Output the lines of the records from the one containing "Find every instance of the dog's ear" through the last, both ends included. Leave pictures out.

-- PROVIDED ENTRIES --
— start —

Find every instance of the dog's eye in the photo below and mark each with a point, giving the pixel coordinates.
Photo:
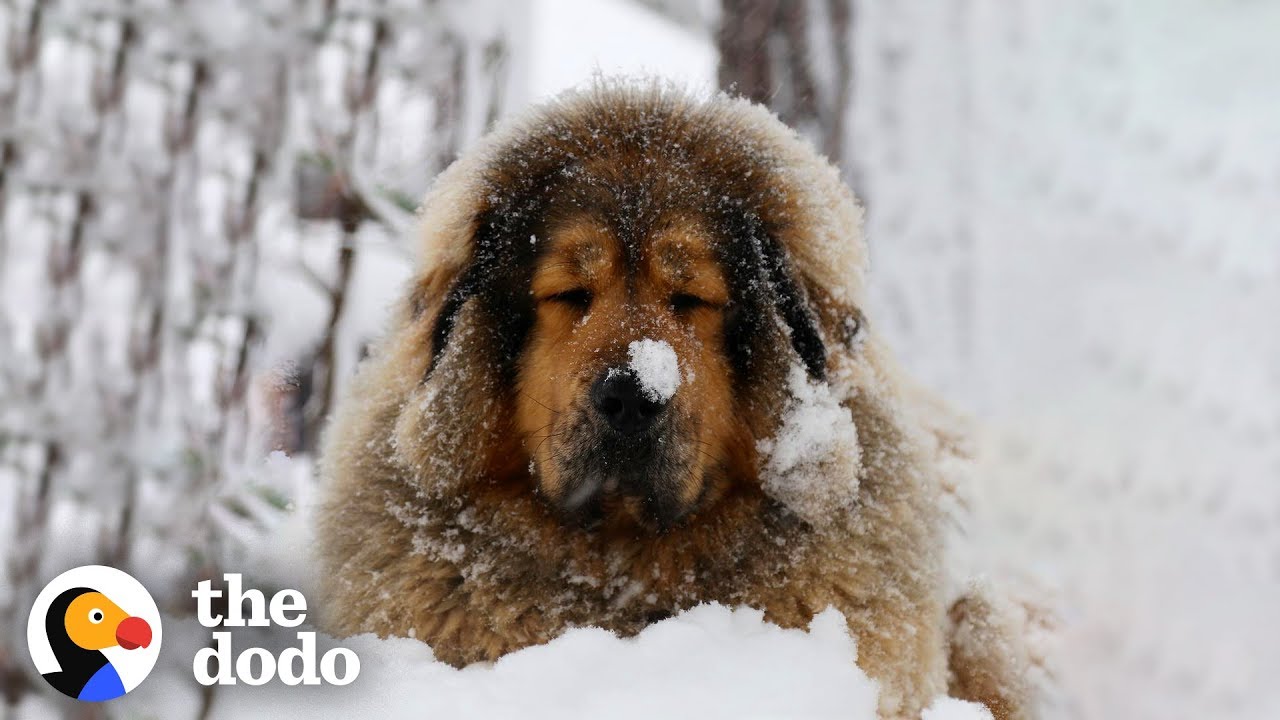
(682, 302)
(577, 297)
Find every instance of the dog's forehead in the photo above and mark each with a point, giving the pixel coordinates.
(673, 250)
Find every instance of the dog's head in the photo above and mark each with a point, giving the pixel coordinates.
(630, 265)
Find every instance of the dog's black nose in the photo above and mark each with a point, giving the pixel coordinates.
(625, 405)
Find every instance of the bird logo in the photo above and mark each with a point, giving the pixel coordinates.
(94, 633)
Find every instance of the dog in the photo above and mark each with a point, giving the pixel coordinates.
(634, 374)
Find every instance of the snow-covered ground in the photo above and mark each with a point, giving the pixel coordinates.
(1073, 222)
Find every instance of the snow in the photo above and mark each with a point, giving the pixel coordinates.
(810, 465)
(656, 367)
(571, 41)
(707, 662)
(952, 709)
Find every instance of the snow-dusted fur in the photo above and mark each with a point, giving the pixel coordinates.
(425, 533)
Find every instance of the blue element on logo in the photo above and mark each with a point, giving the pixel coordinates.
(105, 684)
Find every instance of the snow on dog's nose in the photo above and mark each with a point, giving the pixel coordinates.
(622, 402)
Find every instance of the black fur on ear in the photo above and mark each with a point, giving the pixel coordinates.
(497, 277)
(760, 279)
(792, 304)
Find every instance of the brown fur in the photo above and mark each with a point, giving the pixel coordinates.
(443, 472)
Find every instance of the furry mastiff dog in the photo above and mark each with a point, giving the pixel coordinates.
(632, 374)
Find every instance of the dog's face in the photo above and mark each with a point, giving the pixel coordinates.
(625, 390)
(607, 251)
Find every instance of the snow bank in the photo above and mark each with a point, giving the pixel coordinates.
(709, 661)
(656, 367)
(812, 463)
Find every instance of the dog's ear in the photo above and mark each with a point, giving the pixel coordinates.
(794, 308)
(497, 278)
(763, 283)
(464, 288)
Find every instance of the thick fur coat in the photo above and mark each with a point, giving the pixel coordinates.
(435, 520)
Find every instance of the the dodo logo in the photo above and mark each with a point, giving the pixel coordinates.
(94, 633)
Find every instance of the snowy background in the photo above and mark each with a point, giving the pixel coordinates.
(204, 212)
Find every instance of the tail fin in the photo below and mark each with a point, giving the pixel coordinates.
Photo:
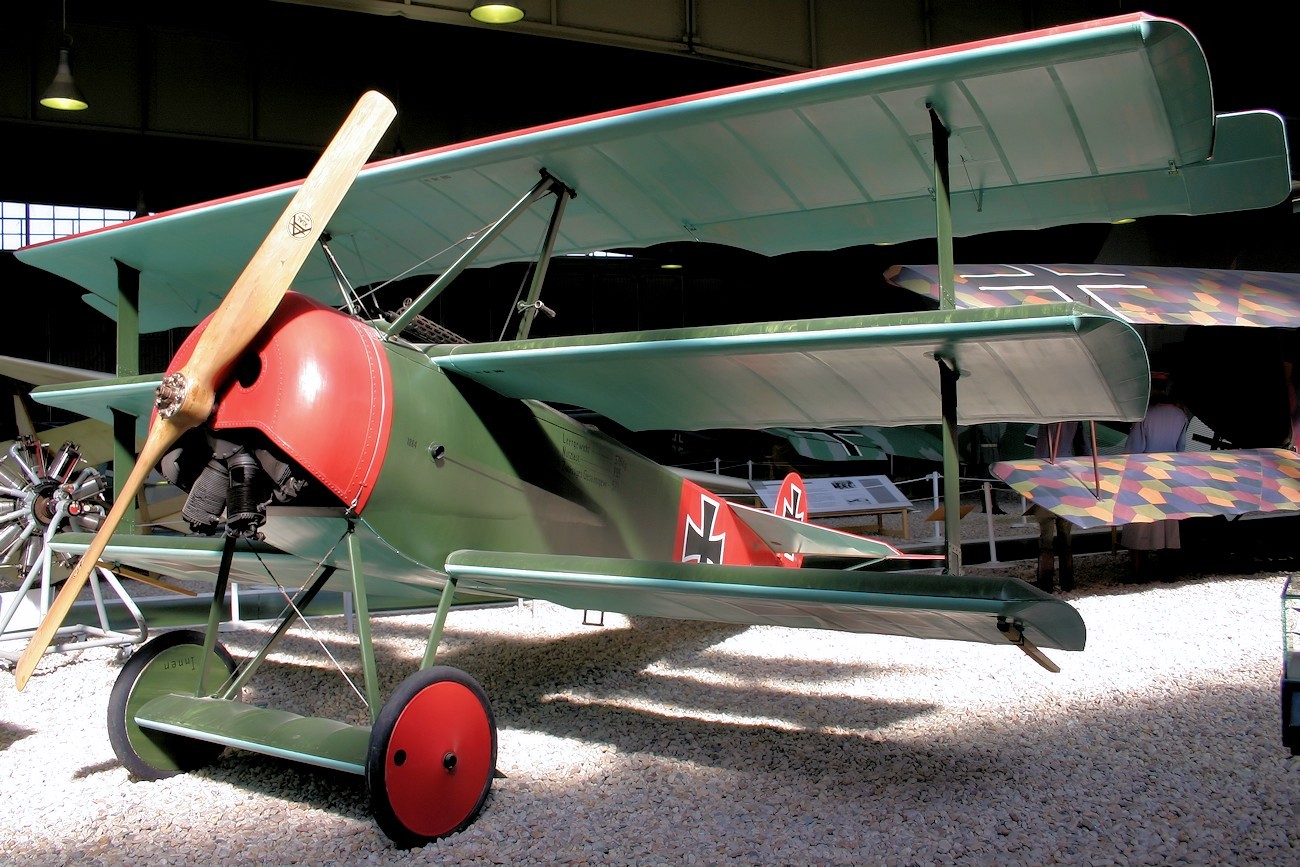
(709, 532)
(792, 502)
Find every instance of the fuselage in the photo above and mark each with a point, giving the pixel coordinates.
(433, 462)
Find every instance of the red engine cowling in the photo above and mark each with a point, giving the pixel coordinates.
(317, 384)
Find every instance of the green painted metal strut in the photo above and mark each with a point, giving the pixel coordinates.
(291, 615)
(215, 611)
(363, 624)
(948, 371)
(128, 365)
(544, 187)
(449, 592)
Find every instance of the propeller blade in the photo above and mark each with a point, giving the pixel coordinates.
(187, 397)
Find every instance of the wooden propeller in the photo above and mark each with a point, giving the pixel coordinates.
(187, 397)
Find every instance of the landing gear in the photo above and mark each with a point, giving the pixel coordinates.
(170, 663)
(432, 757)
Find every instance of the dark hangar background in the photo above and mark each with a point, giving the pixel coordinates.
(194, 102)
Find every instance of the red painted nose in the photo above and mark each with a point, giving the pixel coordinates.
(317, 384)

— end —

-- EXERCISE ANSWER --
Find every instance of the dog's ear in the photo above and mark each with a point, giving the pixel coordinates.
(794, 308)
(497, 278)
(763, 283)
(464, 288)
Find every instance of the thick fur coat in the photo above and mark each with a point, giving the pixel coordinates.
(435, 520)
Find every instance of the the dodo logo in the photo above and mark each with a point, giving the pixel coordinates.
(94, 633)
Find every instance of the snowy background in the photo above and mark each with a point, giving the pixel coordinates.
(204, 212)
Find every instance of the tail fin in the photo below and mark each with a point, giving the pixel coordinates.
Photo:
(709, 532)
(792, 502)
Find every instance of the fuselage in the photo above and mark each with a point, giving the pixel coordinates.
(433, 462)
Find every instance of the red engine cowling in the photo above and mark each with a point, giving the pixel coordinates.
(317, 384)
Find every instance of the green painted metal strut in the photo above and mark each with a point, giving the pixel coordinates.
(291, 615)
(215, 611)
(363, 624)
(948, 371)
(128, 365)
(544, 187)
(449, 592)
Find every instance of the propeller blade in the photo above and mark each with a point, giving the pixel coordinates.
(187, 397)
Find every instance of the wooden propeller in the photo above and mark each with a point, giving the pixel coordinates.
(187, 397)
Find every instance of the landing gear in the photo above and mark each with a point, giving the pixel coordinates.
(170, 663)
(432, 757)
Find every instance of the dark hangar background in the photo above and mark each with a point, giving the pixel coordinates.
(194, 102)
Find every instance of the red painted nose in the photo above and mark each with a point, giving the pixel coordinates.
(317, 384)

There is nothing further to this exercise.